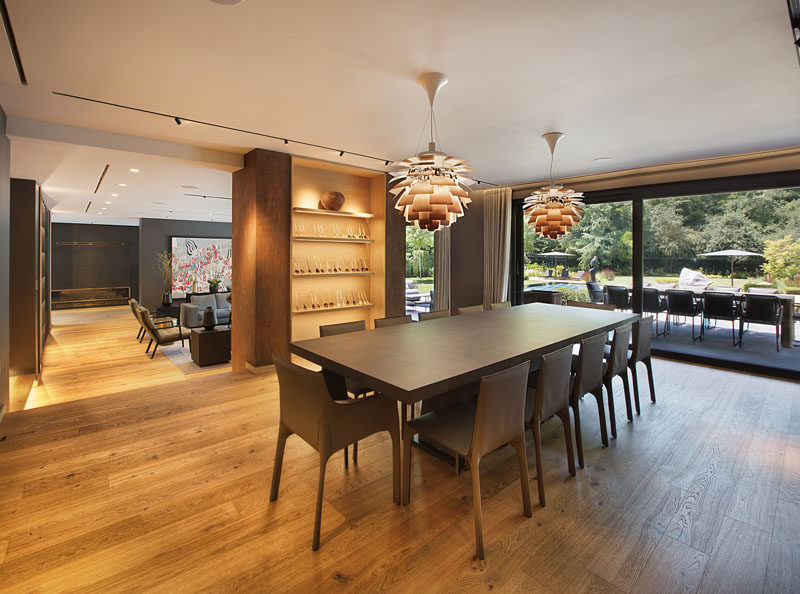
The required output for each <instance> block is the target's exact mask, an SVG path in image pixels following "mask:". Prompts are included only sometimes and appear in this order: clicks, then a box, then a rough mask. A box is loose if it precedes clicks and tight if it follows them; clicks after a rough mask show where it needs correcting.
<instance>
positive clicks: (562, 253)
mask: <svg viewBox="0 0 800 594" xmlns="http://www.w3.org/2000/svg"><path fill="white" fill-rule="evenodd" d="M536 255H537V256H553V268H556V269H558V257H559V256H564V257H570V256H575V254H570V253H568V252H542V253H541V254H536Z"/></svg>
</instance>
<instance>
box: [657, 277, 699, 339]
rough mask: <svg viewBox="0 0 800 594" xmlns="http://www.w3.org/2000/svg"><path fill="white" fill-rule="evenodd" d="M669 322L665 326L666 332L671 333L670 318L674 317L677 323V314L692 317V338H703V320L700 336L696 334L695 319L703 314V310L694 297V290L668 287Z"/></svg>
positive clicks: (667, 309) (667, 293) (690, 317)
mask: <svg viewBox="0 0 800 594" xmlns="http://www.w3.org/2000/svg"><path fill="white" fill-rule="evenodd" d="M666 293H667V323H666V325H665V326H664V334H669V333H670V329H671V322H670V319H674V321H675V324H676V325H677V323H678V322H677V316H684V317H690V318H692V340H701V341H702V340H703V334H702V321H701V326H700V330H701V332H700V336H695V335H694V319H695V318H696V317H697V316H702V315H703V311H702V308H701V307H700V303H698V301H697V300H696V299H695V298H694V292H693V291H686V290H683V289H667V291H666Z"/></svg>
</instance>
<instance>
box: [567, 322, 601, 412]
mask: <svg viewBox="0 0 800 594" xmlns="http://www.w3.org/2000/svg"><path fill="white" fill-rule="evenodd" d="M605 346H606V333H605V332H603V333H601V334H598V335H596V336H590V337H589V338H584V339H583V340H582V341H581V352H580V355H578V367H577V369H576V373H575V387H574V389H573V396H574V397H576V398H579V397H581V396H583V395H584V394H588V393H589V392H593V391H594V390H597V389H598V388H602V387H603V352H604V349H605Z"/></svg>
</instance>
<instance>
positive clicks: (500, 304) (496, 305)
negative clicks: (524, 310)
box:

※

• _Task directions_
Return all the material exactly, pictures excluded.

• _Result for this task_
The required output for each <instance> block is the target's exact mask, an SVG path in image pixels following "mask:". Prompts are included only sometimes and appear in this order: clicks, then a box, then a rough mask. A box is loose if it precedes clicks and tight if it follows them; clicks after a rough mask show where it needs correcting.
<instance>
positive clicks: (562, 253)
mask: <svg viewBox="0 0 800 594" xmlns="http://www.w3.org/2000/svg"><path fill="white" fill-rule="evenodd" d="M536 255H537V256H553V268H556V269H558V257H559V256H564V257H570V256H575V254H570V253H568V252H542V253H541V254H536Z"/></svg>
</instance>
<instance>
box: [657, 277, 699, 339]
rough mask: <svg viewBox="0 0 800 594" xmlns="http://www.w3.org/2000/svg"><path fill="white" fill-rule="evenodd" d="M669 322L665 326L666 332L671 333L670 318L674 317L677 323V314L692 317V338H703V320L700 336L696 334L695 319L703 314V310L694 297V290L668 287Z"/></svg>
positive clicks: (667, 309) (667, 293) (690, 317)
mask: <svg viewBox="0 0 800 594" xmlns="http://www.w3.org/2000/svg"><path fill="white" fill-rule="evenodd" d="M666 293H667V323H666V325H665V326H664V334H669V333H670V329H671V322H670V319H674V321H675V324H676V325H677V323H678V322H677V316H684V317H690V318H692V340H701V341H702V340H703V334H702V321H701V326H700V330H701V332H700V336H695V335H694V319H695V318H696V317H697V316H702V315H703V311H702V308H701V307H700V303H698V301H697V300H696V299H695V298H694V292H693V291H686V290H683V289H667V291H666Z"/></svg>
</instance>
<instance>
box: [567, 322, 601, 412]
mask: <svg viewBox="0 0 800 594" xmlns="http://www.w3.org/2000/svg"><path fill="white" fill-rule="evenodd" d="M605 346H606V333H605V332H603V333H601V334H598V335H596V336H590V337H589V338H584V339H583V340H582V341H581V352H580V355H578V367H577V369H576V373H575V387H574V389H573V396H574V397H576V398H579V397H581V396H583V395H584V394H588V393H589V392H593V391H594V390H597V389H598V388H602V387H603V352H604V349H605Z"/></svg>
</instance>
<instance>
positive clicks: (500, 304) (496, 305)
negative clicks: (524, 310)
box:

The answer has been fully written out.